元の文章 ▸

##############################

本発明は、羅漢果甘味成分含有組成物の製造方法に関する。さらに詳しくは、羅漢果の甘味成分として一般に知られるモグロシド類を高濃度に含み、良好な甘味品質を呈し、抗酸化性などの機能性にも優れた羅漢果甘味成分含有組成物を工業的に効率よく製造する方法に関する。
天然甘味料の1つとして、羅漢果が知られている。羅漢果(Lo Han Kuo、学名;Siraitia grosvenori (Swingle)C.)は、ウリ科(Cucurbitaceae)に属する、つる性の多年生宿根側植物であり、その草丈は5mにも達し、地下部分には塊茎を有する。中国華南地方に分布し、涼しくて昼夜の温度差の大きい霧の多い地方の、柔らかくて腐植質に富んだ山の斜面地などを好んで生育し、中国桂林地の広西チアン族自治区を中心に独占的に栽培されている。日本には羅漢果の生の果実は輸入されておらず、乾燥した羅漢果が輸入されている。
羅漢果は、一般には、乾燥させて砕いたものを煎じて羅漢果茶として飲んだり、羅漢果を水やメタノールなどで抽出したものを料理の甘味料として用いることが多い。また、羅漢果は、気管支炎、へん桃腺炎、咽頭炎、鎮咳、去痰、急性胃炎、便秘などに効能があるため、中国では民間薬用果実として昔より食されてきた。
さらに、近年、羅漢果には、活性酸素(フリーラジカル)を消去する抗酸化作用(老化防止作用、抗ガン作用)や血糖降下作用などの薬理作用があり、高血圧症、糖尿病などの予防・治療に有効であることが次第に明らかにされつつある。

##############################

用意されたデータ ▸
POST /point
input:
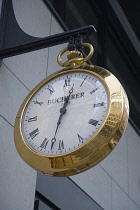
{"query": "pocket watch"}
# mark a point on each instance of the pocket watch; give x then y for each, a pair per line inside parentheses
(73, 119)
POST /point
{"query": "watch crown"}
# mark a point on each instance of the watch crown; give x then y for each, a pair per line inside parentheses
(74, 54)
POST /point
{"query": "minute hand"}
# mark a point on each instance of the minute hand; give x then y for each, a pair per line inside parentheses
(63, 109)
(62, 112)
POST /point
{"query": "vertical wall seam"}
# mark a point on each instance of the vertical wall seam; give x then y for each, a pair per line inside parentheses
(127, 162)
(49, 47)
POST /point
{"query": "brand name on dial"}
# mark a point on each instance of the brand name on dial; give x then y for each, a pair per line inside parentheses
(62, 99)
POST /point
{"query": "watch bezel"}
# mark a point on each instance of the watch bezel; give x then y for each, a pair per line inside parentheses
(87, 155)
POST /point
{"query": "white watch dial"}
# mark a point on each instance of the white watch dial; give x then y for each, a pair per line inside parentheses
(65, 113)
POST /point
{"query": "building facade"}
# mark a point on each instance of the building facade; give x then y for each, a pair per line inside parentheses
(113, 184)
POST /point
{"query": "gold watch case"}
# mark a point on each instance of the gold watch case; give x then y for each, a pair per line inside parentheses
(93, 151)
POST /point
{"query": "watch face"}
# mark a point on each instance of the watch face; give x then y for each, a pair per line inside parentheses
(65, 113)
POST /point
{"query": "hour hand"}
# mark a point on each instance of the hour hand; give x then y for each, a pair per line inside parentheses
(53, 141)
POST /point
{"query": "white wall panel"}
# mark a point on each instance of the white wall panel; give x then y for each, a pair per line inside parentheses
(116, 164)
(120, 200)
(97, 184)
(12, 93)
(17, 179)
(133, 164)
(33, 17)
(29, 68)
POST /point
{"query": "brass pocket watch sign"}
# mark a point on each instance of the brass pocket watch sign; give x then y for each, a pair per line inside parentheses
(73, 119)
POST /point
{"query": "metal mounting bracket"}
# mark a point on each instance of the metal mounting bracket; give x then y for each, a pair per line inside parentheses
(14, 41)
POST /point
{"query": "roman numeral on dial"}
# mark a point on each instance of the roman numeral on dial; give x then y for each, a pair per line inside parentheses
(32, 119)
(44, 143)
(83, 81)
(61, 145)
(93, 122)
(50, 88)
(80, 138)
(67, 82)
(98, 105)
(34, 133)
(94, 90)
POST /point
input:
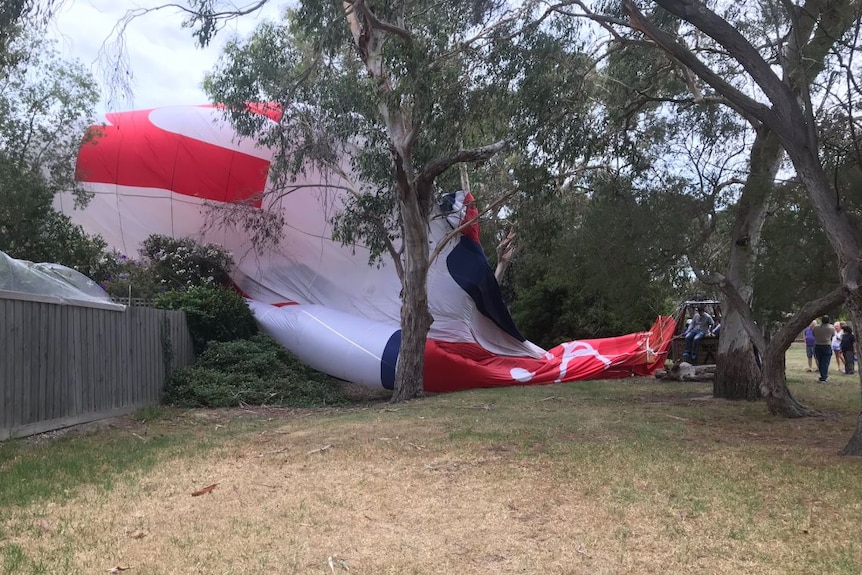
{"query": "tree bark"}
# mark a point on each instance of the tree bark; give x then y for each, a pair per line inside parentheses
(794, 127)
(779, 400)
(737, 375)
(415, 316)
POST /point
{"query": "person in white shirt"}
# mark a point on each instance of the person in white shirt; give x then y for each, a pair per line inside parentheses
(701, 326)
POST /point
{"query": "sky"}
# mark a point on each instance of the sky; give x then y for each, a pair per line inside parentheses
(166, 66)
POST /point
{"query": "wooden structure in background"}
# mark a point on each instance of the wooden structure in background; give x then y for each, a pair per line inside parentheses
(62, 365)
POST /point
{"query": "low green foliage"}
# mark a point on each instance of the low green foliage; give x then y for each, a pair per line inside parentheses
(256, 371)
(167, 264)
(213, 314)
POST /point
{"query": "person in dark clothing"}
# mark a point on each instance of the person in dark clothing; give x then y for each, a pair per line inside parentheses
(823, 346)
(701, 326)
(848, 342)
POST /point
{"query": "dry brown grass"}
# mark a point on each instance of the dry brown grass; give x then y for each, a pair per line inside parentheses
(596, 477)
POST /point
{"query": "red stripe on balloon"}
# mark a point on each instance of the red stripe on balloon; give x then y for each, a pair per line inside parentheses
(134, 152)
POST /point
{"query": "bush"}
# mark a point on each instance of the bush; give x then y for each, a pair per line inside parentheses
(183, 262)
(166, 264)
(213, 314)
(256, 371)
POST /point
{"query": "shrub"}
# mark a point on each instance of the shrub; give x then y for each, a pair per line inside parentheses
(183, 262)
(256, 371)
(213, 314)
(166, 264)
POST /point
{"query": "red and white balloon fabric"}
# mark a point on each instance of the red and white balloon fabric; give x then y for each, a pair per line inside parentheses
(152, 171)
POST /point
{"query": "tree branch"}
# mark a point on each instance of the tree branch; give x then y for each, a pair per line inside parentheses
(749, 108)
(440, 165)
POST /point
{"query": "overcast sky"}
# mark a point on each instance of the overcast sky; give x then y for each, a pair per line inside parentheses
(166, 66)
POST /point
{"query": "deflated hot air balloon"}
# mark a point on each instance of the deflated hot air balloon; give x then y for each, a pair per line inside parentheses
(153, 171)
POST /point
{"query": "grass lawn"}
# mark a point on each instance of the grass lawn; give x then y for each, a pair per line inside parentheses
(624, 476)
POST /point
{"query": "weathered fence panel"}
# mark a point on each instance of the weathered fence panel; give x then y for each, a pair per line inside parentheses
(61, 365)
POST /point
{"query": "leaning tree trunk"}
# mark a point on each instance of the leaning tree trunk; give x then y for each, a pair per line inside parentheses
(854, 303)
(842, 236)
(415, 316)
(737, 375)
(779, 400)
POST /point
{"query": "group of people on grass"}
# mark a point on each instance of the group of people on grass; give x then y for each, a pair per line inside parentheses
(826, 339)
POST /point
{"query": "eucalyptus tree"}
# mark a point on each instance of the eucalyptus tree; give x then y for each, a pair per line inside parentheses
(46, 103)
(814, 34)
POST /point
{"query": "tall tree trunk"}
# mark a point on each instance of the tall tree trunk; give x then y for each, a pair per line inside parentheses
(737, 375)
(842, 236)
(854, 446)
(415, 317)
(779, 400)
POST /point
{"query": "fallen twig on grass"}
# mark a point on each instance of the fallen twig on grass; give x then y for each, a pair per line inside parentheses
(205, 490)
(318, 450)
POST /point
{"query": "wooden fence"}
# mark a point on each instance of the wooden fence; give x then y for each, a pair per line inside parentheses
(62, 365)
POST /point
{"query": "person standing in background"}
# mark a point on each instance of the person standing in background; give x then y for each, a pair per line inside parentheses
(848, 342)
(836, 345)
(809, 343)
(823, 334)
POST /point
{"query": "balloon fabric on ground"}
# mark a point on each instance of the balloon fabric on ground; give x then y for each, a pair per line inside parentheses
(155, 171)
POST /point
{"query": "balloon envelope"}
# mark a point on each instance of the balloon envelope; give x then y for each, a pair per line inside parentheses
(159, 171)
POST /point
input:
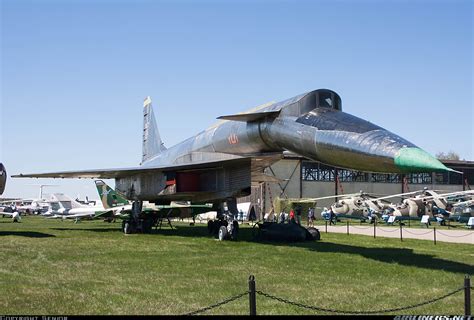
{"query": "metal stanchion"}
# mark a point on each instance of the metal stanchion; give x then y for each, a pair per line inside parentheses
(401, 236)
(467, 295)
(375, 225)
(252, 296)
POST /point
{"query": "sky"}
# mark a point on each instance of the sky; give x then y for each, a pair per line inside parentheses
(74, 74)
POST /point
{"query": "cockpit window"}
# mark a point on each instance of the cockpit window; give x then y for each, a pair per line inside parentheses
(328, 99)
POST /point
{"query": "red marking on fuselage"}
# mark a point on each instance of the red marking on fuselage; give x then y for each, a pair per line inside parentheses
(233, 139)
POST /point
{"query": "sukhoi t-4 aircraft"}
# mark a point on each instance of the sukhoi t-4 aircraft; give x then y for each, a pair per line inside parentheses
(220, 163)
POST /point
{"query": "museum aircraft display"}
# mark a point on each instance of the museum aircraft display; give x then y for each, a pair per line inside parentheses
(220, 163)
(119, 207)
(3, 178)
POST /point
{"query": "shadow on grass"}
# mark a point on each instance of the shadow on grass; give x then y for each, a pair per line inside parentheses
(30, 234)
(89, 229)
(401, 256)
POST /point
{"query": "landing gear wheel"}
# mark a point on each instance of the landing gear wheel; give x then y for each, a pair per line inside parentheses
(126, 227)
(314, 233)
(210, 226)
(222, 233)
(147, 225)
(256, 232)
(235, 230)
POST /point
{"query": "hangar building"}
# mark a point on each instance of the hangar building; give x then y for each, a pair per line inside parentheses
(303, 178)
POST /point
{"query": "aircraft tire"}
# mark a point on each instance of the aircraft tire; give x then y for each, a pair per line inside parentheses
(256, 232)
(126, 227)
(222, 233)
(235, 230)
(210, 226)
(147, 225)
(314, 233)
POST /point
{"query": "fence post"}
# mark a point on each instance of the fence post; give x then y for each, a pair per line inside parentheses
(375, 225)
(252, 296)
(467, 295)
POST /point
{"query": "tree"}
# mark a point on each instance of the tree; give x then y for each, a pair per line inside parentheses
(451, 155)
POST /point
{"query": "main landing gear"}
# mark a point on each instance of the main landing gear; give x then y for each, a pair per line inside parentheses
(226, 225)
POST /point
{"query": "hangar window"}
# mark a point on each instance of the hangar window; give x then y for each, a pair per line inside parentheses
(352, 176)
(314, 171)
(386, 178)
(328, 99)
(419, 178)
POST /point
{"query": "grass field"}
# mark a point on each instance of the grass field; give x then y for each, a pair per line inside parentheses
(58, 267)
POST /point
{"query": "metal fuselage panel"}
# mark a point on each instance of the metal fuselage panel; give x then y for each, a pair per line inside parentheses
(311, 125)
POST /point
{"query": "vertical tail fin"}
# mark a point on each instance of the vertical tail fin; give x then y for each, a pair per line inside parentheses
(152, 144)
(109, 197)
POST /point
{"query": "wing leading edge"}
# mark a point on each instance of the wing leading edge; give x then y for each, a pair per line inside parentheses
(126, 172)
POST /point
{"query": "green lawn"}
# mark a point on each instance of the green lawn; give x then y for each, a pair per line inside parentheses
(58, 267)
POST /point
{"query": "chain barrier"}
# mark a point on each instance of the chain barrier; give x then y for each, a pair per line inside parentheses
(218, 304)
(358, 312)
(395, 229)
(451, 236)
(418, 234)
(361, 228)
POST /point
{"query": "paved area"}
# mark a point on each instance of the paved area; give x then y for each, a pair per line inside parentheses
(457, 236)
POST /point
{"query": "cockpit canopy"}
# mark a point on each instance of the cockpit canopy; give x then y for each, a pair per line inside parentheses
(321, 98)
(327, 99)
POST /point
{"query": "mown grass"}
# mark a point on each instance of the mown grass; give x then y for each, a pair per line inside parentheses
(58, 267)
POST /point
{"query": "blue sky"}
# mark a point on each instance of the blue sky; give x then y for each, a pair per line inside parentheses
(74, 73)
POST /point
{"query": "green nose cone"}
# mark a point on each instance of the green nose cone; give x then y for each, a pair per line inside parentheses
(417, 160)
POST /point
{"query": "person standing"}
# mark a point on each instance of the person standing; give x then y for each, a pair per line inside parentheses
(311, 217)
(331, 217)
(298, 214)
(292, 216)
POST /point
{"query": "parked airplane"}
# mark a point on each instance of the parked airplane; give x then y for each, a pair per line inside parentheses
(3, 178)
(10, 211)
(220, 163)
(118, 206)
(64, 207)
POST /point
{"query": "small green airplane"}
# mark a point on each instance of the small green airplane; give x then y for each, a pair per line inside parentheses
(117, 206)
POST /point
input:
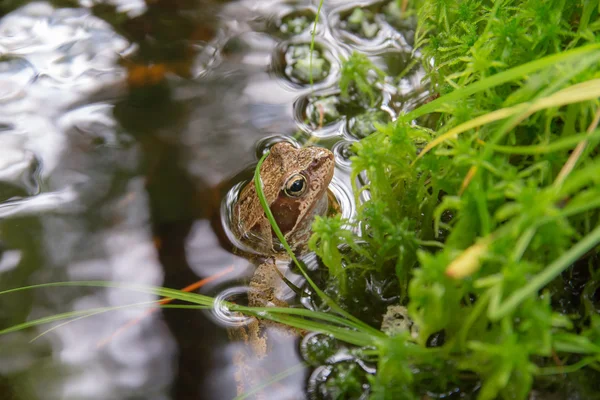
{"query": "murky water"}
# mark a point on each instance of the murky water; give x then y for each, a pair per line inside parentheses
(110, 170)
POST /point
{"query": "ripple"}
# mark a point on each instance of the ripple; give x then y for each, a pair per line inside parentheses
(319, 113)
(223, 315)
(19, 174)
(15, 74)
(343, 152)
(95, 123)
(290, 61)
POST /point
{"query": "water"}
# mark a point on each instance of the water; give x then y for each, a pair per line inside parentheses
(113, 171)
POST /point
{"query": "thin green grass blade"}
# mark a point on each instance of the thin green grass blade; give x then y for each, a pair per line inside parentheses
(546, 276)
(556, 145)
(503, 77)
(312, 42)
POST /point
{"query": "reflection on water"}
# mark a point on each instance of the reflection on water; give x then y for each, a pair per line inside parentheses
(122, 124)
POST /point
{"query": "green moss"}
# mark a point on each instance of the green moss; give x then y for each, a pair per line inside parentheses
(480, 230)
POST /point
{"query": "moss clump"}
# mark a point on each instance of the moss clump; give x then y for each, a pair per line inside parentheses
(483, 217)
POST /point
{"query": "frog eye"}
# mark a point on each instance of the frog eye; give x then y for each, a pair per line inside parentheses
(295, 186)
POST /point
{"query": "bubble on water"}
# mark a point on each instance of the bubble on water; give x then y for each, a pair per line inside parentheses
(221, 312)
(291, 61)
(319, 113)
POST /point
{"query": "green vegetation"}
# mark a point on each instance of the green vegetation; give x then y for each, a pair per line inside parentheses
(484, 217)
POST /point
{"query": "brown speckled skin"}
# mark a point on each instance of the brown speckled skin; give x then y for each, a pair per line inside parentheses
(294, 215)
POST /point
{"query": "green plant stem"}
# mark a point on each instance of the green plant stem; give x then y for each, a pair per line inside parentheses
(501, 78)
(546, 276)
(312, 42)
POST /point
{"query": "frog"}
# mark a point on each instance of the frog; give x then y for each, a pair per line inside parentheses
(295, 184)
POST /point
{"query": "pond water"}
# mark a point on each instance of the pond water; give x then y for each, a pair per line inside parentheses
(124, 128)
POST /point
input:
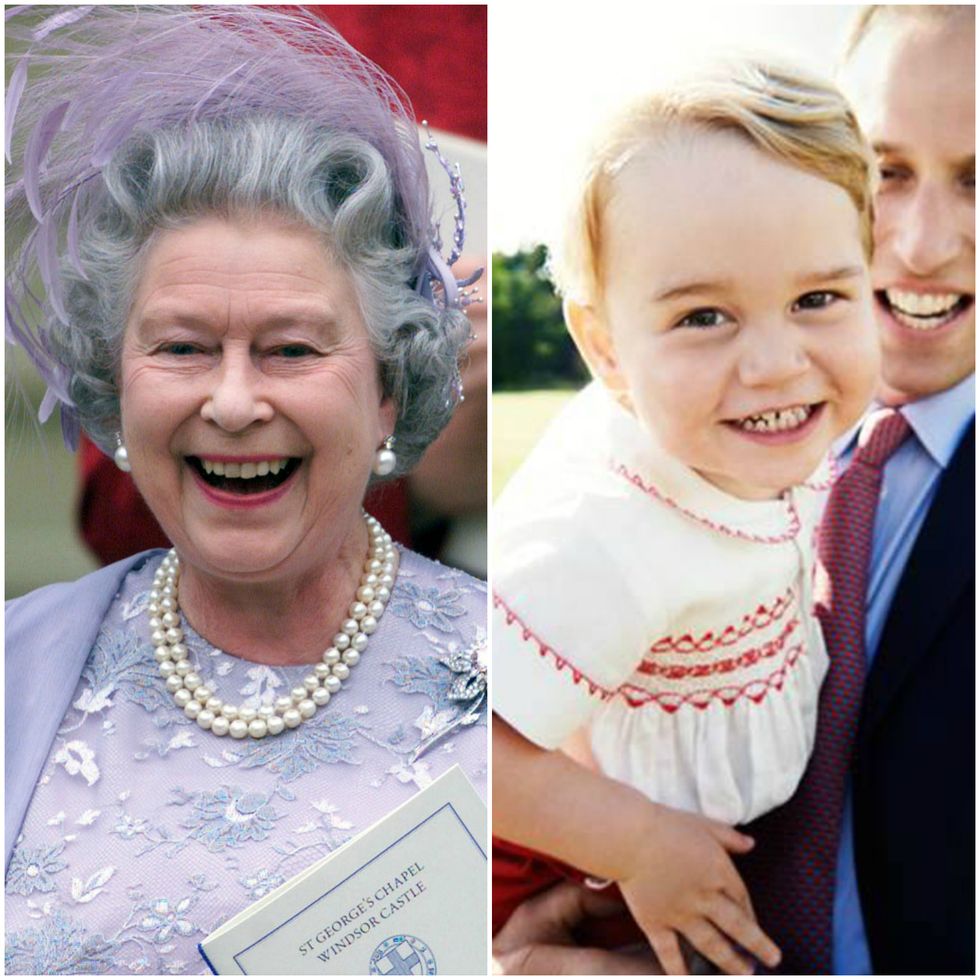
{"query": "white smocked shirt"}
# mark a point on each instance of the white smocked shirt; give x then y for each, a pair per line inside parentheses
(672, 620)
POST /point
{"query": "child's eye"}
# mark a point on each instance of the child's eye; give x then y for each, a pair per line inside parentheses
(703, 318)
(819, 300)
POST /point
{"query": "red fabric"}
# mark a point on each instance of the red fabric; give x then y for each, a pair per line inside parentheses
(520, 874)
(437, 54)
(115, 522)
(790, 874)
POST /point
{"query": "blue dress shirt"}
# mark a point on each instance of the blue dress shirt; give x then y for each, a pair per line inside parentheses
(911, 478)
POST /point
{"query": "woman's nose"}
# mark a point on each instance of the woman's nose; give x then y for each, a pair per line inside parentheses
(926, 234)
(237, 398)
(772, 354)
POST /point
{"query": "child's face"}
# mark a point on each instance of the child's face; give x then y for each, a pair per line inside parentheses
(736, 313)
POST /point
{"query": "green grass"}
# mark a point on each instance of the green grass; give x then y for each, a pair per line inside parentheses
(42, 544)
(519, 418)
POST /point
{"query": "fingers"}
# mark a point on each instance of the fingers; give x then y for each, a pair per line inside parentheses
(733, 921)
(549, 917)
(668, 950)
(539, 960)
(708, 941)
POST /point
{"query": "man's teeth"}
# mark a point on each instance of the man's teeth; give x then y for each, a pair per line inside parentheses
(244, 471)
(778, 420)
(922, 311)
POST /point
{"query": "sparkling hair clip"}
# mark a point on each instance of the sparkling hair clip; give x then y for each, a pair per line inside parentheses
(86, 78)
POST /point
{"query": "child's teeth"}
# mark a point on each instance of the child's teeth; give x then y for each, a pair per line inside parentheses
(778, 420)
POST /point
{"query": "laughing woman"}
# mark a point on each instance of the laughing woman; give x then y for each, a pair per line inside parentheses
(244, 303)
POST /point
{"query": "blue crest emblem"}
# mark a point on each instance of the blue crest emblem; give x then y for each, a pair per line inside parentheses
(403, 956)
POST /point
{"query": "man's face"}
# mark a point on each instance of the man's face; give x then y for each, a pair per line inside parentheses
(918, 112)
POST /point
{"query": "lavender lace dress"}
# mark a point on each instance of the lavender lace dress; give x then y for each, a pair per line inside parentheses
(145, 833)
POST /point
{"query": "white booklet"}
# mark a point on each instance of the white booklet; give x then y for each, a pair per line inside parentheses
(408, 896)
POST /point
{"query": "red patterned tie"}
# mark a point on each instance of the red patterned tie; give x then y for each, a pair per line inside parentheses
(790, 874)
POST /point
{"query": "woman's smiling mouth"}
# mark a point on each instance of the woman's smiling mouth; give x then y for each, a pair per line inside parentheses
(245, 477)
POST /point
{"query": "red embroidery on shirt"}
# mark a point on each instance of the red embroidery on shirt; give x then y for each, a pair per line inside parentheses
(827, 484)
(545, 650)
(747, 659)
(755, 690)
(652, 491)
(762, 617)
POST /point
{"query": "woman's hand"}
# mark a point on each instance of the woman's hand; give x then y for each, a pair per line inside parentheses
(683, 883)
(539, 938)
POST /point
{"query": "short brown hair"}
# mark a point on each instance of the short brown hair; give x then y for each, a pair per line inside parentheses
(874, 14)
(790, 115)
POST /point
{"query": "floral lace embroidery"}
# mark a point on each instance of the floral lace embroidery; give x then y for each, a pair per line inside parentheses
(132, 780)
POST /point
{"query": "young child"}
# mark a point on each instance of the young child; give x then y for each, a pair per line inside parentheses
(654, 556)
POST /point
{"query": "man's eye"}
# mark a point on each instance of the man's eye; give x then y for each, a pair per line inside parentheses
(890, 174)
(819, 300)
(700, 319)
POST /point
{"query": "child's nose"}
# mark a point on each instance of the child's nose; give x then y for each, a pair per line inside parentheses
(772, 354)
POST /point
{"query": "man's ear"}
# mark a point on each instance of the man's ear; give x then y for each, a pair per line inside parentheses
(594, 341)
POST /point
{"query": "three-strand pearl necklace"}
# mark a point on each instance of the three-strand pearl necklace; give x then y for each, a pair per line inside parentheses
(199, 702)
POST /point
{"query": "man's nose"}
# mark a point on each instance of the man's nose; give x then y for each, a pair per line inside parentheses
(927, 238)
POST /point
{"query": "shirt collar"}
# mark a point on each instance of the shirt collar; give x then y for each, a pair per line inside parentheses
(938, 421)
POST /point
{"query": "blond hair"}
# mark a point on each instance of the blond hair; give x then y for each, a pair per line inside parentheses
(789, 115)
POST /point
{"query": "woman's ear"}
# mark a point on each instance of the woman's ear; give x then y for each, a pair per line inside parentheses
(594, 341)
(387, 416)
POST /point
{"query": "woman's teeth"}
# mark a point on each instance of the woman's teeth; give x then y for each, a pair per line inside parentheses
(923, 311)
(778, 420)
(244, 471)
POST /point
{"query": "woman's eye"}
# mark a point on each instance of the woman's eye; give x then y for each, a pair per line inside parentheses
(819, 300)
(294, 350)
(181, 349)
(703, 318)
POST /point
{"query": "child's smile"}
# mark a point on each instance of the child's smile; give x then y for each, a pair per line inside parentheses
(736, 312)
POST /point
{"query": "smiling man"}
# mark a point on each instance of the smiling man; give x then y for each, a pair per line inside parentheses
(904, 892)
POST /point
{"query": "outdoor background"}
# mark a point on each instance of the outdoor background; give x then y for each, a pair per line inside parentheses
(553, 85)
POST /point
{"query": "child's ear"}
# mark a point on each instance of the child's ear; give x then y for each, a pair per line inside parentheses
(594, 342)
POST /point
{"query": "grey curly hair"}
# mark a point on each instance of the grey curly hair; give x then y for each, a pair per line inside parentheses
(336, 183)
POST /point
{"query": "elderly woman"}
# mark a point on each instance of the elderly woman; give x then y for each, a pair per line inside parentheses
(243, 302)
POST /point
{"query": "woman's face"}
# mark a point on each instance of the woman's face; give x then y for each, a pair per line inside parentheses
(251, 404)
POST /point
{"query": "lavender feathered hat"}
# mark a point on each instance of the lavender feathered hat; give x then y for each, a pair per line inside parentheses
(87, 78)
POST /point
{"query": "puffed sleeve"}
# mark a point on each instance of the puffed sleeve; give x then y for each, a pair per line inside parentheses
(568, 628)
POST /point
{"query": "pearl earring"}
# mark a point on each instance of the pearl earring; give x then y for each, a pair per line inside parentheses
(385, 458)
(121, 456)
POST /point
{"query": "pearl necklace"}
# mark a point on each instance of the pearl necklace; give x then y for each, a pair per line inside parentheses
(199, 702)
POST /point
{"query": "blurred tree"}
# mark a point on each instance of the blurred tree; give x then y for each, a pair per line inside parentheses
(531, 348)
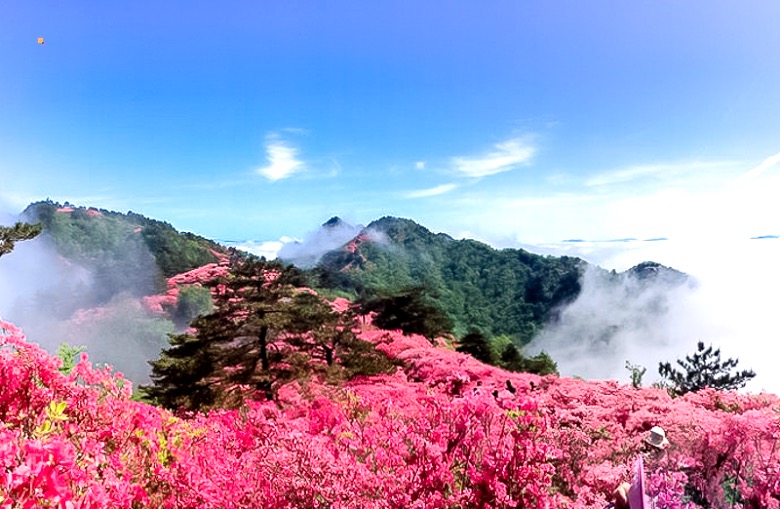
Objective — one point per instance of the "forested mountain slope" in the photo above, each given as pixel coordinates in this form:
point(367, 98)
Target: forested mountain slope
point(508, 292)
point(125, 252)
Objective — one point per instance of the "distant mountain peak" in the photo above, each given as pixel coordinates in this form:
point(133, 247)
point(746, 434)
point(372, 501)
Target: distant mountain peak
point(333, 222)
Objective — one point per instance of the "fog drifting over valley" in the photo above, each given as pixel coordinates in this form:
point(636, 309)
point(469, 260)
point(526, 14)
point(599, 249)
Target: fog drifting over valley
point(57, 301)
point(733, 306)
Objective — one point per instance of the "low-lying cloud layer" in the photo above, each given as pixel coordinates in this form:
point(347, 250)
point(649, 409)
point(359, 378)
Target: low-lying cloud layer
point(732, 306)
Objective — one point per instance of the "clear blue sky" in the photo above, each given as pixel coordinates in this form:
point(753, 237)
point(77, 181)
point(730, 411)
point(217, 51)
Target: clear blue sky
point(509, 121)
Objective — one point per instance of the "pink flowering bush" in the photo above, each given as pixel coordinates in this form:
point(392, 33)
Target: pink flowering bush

##############################

やること ▸
a) 羅漢果の文章では、羅漢果の草丈はどのくらいにまで達すると書かれていますか。
b) 羅漢果の文章から、「天然甘味料の1つとして、羅漢果が知られている。羅漢果(Lo Han Kuo、学名;Siraitia」を含む言葉で始まり「次第に明らかにされつつある。」で終わる部分を、一字も変えずに書き写してください。
答えは羅漢果の文章だけを手がかりにして出してください。

答え ▸
a) 5mにも達します。

b)
天然甘味料の1つとして、羅漢果が知られている。羅漢果(Lo Han Kuo、学名;Siraitia grosvenori (Swingle)C.)は、ウリ科(Cucurbitaceae)に属する、つる性の多年生宿根側植物であり、その草丈は5mにも達し、地下部分には塊茎を有する。中国華南地方に分布し、涼しくて昼夜の温度差の大きい霧の多い地方の、柔らかくて腐植質に富んだ山の斜面地などを好んで生育し、中国桂林地の広西チアン族自治区を中心に独占的に栽培されている。日本には羅漢果の生の果実は輸入されておらず、乾燥した羅漢果が輸入されている。
羅漢果は、一般には、乾燥させて砕いたものを煎じて羅漢果茶として飲んだり、羅漢果を水やメタノールなどで抽出したものを料理の甘味料として用いることが多い。また、羅漢果は、気管支炎、へん桃腺炎、咽頭炎、鎮咳、去痰、急性胃炎、便秘などに効能があるため、中国では民間薬用果実として昔より食されてきた。
さらに、近年、羅漢果には、活性酸素(フリーラジカル)を消去する抗酸化作用(老化防止作用、抗ガン作用)や血糖降下作用などの薬理作用があり、高血圧症、糖尿病などの予防・治療に有効であることが次第に明らかにされつつある。